Exercise details - Set down the full listing exactly, character for character.

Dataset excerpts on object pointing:
───

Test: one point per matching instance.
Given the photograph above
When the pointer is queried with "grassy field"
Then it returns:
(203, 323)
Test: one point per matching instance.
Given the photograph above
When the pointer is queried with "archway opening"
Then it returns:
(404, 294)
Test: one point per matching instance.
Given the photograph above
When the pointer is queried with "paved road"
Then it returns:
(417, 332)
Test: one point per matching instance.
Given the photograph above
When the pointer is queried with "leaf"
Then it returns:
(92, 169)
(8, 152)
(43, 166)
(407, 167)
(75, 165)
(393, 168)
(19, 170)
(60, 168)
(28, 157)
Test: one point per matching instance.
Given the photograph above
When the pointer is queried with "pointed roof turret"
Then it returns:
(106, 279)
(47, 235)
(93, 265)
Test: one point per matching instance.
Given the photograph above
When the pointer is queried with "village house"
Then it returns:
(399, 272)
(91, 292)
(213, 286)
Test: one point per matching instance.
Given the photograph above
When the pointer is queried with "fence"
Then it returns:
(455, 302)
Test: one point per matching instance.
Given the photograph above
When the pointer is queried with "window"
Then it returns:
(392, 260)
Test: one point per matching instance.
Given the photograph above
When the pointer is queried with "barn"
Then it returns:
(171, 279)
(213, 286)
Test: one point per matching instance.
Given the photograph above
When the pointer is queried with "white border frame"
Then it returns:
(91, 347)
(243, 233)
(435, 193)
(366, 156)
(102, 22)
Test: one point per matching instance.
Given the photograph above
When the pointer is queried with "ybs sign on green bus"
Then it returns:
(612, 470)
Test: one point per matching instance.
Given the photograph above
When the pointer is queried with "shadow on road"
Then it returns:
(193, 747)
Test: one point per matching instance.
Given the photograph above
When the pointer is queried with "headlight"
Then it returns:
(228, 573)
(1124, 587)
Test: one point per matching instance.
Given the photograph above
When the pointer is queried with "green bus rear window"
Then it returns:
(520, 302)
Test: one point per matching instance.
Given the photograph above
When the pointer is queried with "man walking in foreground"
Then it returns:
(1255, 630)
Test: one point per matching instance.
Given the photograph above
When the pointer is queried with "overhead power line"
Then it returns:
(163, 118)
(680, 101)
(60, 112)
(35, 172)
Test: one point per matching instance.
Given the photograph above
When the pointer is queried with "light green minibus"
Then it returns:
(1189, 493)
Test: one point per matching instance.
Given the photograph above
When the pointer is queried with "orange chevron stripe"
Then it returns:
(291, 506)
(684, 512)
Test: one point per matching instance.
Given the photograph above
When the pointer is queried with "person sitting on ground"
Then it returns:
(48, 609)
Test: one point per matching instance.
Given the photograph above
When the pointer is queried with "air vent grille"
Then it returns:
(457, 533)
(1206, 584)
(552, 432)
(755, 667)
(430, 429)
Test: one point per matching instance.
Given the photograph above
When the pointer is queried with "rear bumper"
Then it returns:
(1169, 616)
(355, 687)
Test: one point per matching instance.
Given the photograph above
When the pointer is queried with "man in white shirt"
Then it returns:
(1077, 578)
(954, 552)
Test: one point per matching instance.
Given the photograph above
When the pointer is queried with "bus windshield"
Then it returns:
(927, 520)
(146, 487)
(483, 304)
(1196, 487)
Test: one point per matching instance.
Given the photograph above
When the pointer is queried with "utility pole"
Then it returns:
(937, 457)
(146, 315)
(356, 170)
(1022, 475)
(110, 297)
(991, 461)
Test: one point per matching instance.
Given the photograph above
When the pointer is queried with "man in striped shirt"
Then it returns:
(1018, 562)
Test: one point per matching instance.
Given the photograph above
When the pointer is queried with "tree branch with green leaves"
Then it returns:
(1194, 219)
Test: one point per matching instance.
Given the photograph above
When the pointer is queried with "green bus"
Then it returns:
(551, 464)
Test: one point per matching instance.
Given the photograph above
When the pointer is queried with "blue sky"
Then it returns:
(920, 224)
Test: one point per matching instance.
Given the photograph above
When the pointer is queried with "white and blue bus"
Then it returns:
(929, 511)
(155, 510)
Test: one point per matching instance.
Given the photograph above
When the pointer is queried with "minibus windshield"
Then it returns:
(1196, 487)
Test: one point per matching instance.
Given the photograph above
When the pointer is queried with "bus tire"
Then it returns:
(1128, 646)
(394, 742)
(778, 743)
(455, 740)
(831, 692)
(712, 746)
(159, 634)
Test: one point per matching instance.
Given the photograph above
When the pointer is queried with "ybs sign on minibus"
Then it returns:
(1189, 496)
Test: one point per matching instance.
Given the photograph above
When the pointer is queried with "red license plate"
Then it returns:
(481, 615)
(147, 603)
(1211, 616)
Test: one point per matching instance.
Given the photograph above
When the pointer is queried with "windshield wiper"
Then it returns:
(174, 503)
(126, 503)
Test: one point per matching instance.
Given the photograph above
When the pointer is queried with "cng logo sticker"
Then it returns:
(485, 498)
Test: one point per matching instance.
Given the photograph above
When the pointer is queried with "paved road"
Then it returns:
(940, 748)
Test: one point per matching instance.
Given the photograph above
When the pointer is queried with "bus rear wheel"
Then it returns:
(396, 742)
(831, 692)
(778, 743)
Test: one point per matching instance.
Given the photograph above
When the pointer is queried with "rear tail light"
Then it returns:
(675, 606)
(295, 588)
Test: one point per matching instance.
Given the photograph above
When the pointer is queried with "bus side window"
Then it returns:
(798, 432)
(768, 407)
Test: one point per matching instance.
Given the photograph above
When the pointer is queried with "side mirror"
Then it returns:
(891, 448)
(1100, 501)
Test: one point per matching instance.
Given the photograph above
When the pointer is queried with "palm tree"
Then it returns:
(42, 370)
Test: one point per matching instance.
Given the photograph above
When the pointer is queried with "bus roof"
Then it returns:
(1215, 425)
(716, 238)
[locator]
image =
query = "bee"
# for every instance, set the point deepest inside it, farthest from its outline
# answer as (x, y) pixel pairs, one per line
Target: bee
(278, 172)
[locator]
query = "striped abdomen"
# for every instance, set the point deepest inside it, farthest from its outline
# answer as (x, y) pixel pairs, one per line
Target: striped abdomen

───

Correct result -
Test: one point per matching instance.
Given the photograph above
When the pointer is queried with "grassy field"
Then it returns:
(203, 323)
Test: one point per matching instance.
Given the photograph above
When the pointer is queried with "archway opening"
Then it returns:
(404, 294)
Test: one point per matching instance.
Given the photograph above
When the pointer is queried with "paved road"
Then it returns:
(417, 332)
Test: one point per matching instance.
Given the photograph above
When the pointer is queried with "leaf"
Then it returns:
(92, 169)
(8, 152)
(43, 166)
(407, 167)
(75, 165)
(393, 168)
(19, 170)
(60, 168)
(28, 157)
Test: one point per matching instance.
Given the photograph above
When the pointer is queried with "pointed roof turret"
Then it returns:
(106, 279)
(47, 235)
(93, 265)
Test: one point per matching instance.
Given the photograph above
When the pointer is queried with "village house"
Then it returns:
(399, 272)
(91, 292)
(213, 286)
Test: one point per matching instance.
Given the photograph above
When the pointer is queried with "fence"
Then it returns:
(455, 302)
Test: one point per matching instance.
Given the photograph above
When the pointer is queried with "window"
Then it returns:
(392, 260)
Test: one point per matching instance.
Given the photograph above
When the pointer is queried with "barn"
Then it returns:
(171, 279)
(213, 286)
Test: one point per matching instance.
Given the photograph above
When the pointer is queried with "white border frame"
Then it returns:
(91, 347)
(243, 233)
(435, 193)
(366, 156)
(102, 22)
Test: one point per matching instance.
Given the photograph above
When the pointer is queried with "ybs sign on green bus"
Then it returns:
(612, 470)
Test: one point per matching instance.
Given the photograph above
When the pointer is queried with "shadow on road"
Then it returns:
(193, 747)
Test: one point per matching instance.
Given the photograph above
When the pointer is queried with "headlight"
Then it returns:
(228, 573)
(1124, 587)
Test: one point per matching instance.
Given the photograph above
When the pointer is queried with "green bus rear window"
Then it returns:
(520, 302)
Test: one point per matching instance.
Given the photograph above
When the pointer is queried with "man walking in foreground"
Then it returns:
(1255, 630)
Test: one point per matching instance.
Given the photograph above
When the pointer is queried with "overhead power line"
Then it returns:
(163, 118)
(680, 101)
(60, 112)
(35, 172)
Test: one point per matching instance.
Given the photograph above
When the pointer is queried with "light green minibus"
Then it returns:
(1189, 493)
Test: one point per matching instance.
Given the photograph above
When the pointer is queried with "orange chevron stripe"
Then it returns:
(291, 506)
(684, 512)
Test: one point per matching instance.
Given the photograph above
When the pointer is queried with "person sitting on ground"
Then it returns:
(48, 609)
Test: one point per matching instance.
Given the photograph above
When the pointer is queried with "air vent grille"
Then it returns:
(457, 533)
(1206, 584)
(552, 432)
(755, 667)
(430, 429)
Test: one point per matching instance.
Given the photograph above
When the pointer is queried with "rear bumper"
Then it returns:
(1169, 616)
(355, 687)
Test: one point per matching instance.
Given the photograph above
When the pointer is queried with "man in white shirt"
Then it returns:
(1077, 578)
(954, 552)
Test: one point per matching instance.
Given the photograph above
When the pointer is queried with "bus windshield"
Then it returns:
(927, 520)
(146, 487)
(483, 304)
(1196, 487)
Test: one point per matching instance.
Given the photograph above
When the pointer is queried with "utility pole"
Then it returns:
(937, 457)
(146, 315)
(356, 170)
(1022, 475)
(110, 297)
(991, 461)
Test: one point per matching instance.
Given the photograph above
When the pointer is queried with "man in striped shirt"
Then it returns:
(1018, 562)
Test: one point per matching instance.
Given the photograph above
When the pointer is queried with "tree branch with green leaves"
Then it returns:
(1194, 219)
Test: one point per matching instance.
Given the photograph above
When the pointer is queried with "green bus"
Then it returns:
(551, 464)
Test: one point per matching instance.
Given the photograph above
When the pointer is queried with "blue sky"
Then it returns:
(920, 224)
Test: one point per matching instance.
Given the photograph above
When the pointer is queried with "white and blue bus"
Then it returns:
(929, 511)
(155, 510)
Test: one point per matching instance.
Given the photograph above
When the pointer is queried with "minibus windshield"
Then it returns:
(1196, 487)
Test: one point per matching instance.
Given the photograph above
When the pointer is queried with "bus tire"
Then it returns:
(1128, 646)
(394, 742)
(778, 743)
(455, 740)
(831, 692)
(712, 746)
(159, 634)
Test: one point per matching instance.
Given the photograph above
When the pointer is queried with "ybs sign on minibus"
Then it returns:
(1189, 496)
Test: one point per matching instance.
Given the photograph above
When the pointer is queried with "red license plate"
Then it returns:
(481, 615)
(147, 603)
(1211, 616)
Test: one point per matching instance.
Given the photograph above
When the pointer is queried with "windshield wiper"
Then it returns:
(174, 503)
(126, 503)
Test: one point per matching instance.
Given the photograph above
When the pointer is queried with "cng logo sticker"
Then it returns:
(485, 498)
Test: one point per matching instance.
Given the photograph above
When the pointer is queried with "paved road"
Then it returns:
(940, 748)
Test: one point per matching instance.
Given the photograph above
When the pointer is queried with "bus rear wheel"
Then it returns:
(396, 742)
(831, 692)
(778, 743)
Test: one point per matching instance.
Given the photograph above
When the pointer is queried with "rear tail light"
Then it returns:
(675, 606)
(295, 588)
Test: one point per matching instance.
Given the photograph above
When the pointer is queried with "bus side window"
Then it returns:
(798, 432)
(768, 407)
Test: one point per matching instance.
Given the photograph above
When the pointer is queried with "side mirror"
Then it returns:
(891, 448)
(1100, 501)
Test: one point per matching instance.
Given the photograph above
When the pointer is queried with "palm tree"
Then it returns:
(42, 370)
Test: one point per matching instance.
Given the photograph above
When the pointer is queried with "bus roof"
Then it returns:
(1215, 425)
(716, 238)
[locator]
image =
query = "bee"
# for every instance, set the point deepest inside it, farthest from its outline
# answer as (x, y) pixel pairs, one per line
Target: bee
(278, 172)
[locator]
query = "striped abdomen"
# for every instance, set the point deepest inside it, farthest from its outline
# answer as (x, y) pixel pairs, one per line
Target: striped abdomen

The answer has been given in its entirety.